Chamath Palihapitiya Doesn’t Think Crypto Has a Future in America
During a recent podcast interview, Palihapitiya mentioned that U.S. financial agencies like the Securities and Exchange Commission (SEC) are going after companies like Coinbase, and that they’re not likely to stop until the entire crypto arena is finished and gone.
He took issue with men like Gary Gensler – the current head of the SEC – who are blaming the crypto industry for the present banking crisis we’re seeing in America, and he thinks this is likely to get in the way of further innovation. During the interview, Palihapitiya stated:
Crypto is dead in America. So, the United States authorities have firmly pointed their guns at crypto.
The attacks on crypto were ultimately ramped up last November when leading digital currency exchange FTX fell into a sorry and twisted state of bankruptcy. From there, many allegations arose claiming Sam Bankman-Fried – the man behind the company – took user funds and paid off loans with them or invested in Bahamian luxury real estate. He’s now awaiting trial at his parents’ California home.
Palihapitiya is very disappointed in that it appears many companies cannot escape the wrath of agencies such as the SEC no matter how hard they try to play by the rules. He again referred to Coinbase when making his point, saying:
Coinbase played by the rules, stood in line, [and] tried to do the right things. It seems that every step along the way, everything from board composition to executive composition to how they try to interact with the regulators, yet they were probably the furthest away from getting a license. The one that came the closest was the one that was the most fraudulent, which is FTX. How is that even possible? [Crypto companies are] probably the ones that were the most threatening to the establishment, and they were the ones that, in fairness to the regulators, did push the boundaries more than any other sector of the startup economy. So now, they’re paying the price for that. The bill has come due for them.
Going to Bermuda?
Not long ago, Brian Armstrong – the head of Coinbase – said he’s exploring taking the firm to Bermuda or other outside territories unless the U.S. can take a clearer stance on crypto regulation. He mentioned:
Anything is on the table, including relocating or whatever is necessary. I think the U.S. has the potential to be an important market for crypto, but right now, we are not seeing that regulatory clarity that we need. I think in a number of years, if we don’t see that regulatory clarity emerge in the U.S., we may have to consider investing more elsewhere in the world.

+++++

- _WRITTEN REQUEST 1_:
Summarize the crypto passage in two sentences.

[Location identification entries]
+++++

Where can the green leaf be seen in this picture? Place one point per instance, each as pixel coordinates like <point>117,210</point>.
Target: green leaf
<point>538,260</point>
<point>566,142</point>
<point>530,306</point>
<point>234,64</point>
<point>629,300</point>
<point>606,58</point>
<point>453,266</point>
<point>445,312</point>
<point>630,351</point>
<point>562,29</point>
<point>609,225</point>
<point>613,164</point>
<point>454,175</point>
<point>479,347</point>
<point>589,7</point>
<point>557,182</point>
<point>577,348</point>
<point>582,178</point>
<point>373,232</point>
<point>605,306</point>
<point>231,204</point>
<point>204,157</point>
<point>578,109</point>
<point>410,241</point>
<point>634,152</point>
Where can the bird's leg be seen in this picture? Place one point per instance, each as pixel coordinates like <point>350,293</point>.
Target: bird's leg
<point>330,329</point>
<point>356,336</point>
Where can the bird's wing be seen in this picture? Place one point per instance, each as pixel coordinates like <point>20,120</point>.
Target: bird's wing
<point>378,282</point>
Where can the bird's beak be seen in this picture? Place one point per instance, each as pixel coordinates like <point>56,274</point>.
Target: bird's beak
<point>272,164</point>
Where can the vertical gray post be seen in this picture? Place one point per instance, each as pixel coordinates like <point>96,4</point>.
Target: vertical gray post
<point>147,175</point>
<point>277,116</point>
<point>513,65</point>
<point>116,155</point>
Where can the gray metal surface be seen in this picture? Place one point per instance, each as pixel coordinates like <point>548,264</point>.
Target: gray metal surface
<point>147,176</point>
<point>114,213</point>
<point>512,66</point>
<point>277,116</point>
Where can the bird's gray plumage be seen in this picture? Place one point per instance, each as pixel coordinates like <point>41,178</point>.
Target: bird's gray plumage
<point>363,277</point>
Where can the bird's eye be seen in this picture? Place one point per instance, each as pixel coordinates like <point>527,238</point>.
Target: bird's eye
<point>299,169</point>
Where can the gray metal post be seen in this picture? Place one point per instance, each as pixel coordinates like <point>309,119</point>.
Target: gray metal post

+++++

- _WRITTEN REQUEST 2_:
Rewrite the rows from the line with "Where can the bird's beak" through the end of the rows, replacing "picture" with "image" and changing nothing else.

- _EXERCISE SOLUTION 1_:
In a podcast interview, Palihapitiya said that crypto is dead in America and that U.S. agencies such as the SEC are going after companies like Coinbase, even though Coinbase tried to play by the rules. Brian Armstrong, the head of Coinbase, has said the firm may relocate to Bermuda or other outside territories unless the U.S. takes a clearer stance on crypto regulation.

- _EXERCISE SOLUTION 2_:
Where can the bird's beak be seen in this image? Place one point per instance, each as pixel coordinates like <point>56,274</point>.
Target: bird's beak
<point>272,164</point>
Where can the vertical gray post be seen in this image? Place one point per instance, each as pixel coordinates like <point>96,4</point>.
Target: vertical gray post
<point>147,175</point>
<point>277,116</point>
<point>513,65</point>
<point>116,155</point>
Where can the gray metal surface be seen in this image? Place one point per instance, each as pixel coordinates like <point>548,264</point>.
Target: gray metal surface
<point>147,176</point>
<point>114,213</point>
<point>512,66</point>
<point>277,116</point>
Where can the bird's gray plumage be seen in this image? Place one point per instance, each as pixel coordinates like <point>41,178</point>.
Target: bird's gray plumage
<point>363,277</point>
Where can the bird's eye be seen in this image? Place one point per instance, each as pixel coordinates like <point>527,238</point>.
Target: bird's eye
<point>299,169</point>
Where can the gray metal post be seen in this image? Place one point per instance, each as pixel coordinates like <point>309,119</point>.
Target: gray metal post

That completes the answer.